-- BEGIN --

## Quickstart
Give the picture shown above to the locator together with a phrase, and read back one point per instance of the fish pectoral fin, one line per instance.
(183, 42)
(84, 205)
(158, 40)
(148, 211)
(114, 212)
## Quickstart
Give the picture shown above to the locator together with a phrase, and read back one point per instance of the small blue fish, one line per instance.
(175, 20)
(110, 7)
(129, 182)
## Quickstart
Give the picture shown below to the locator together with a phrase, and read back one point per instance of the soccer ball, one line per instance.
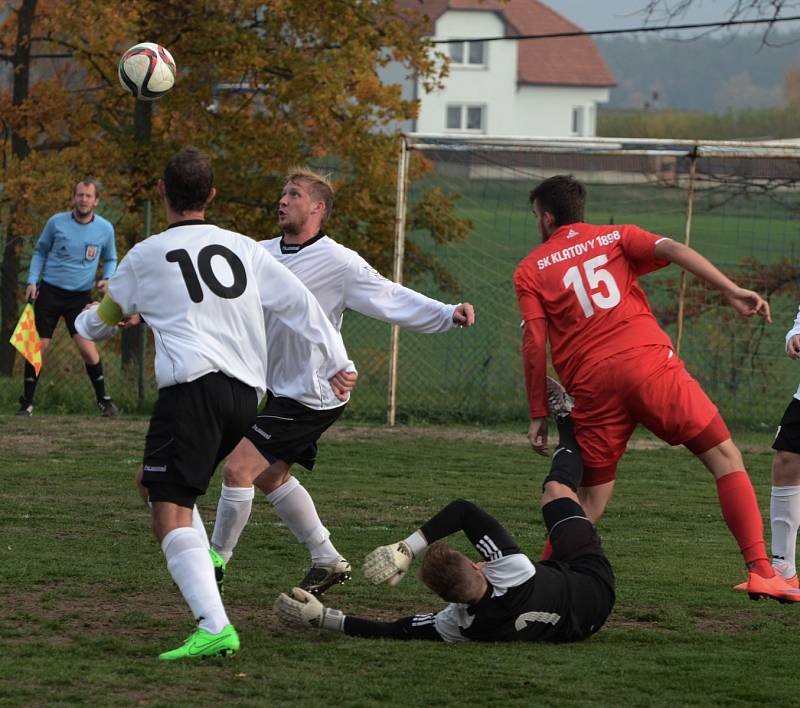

-- END --

__DIRECTIVE__
Reproduce every entry above word for word, leaving out the pictures.

__FINAL ANSWER__
## Quickstart
Give the picture shown above to the locator together with a phrase, and read back one point per instance of the fish pectoral fin, one line per instance.
(183, 42)
(84, 205)
(158, 40)
(148, 211)
(114, 212)
## Quickstart
Give the picture shown above to the locator together with a phrase, and read back one point per instance of the small blue fish, one line per instance.
(175, 20)
(110, 7)
(129, 182)
## Quickstart
Give the picture shown below to the locator together with a phrase, and read back one point per instance of the soccer ball, one line per instance.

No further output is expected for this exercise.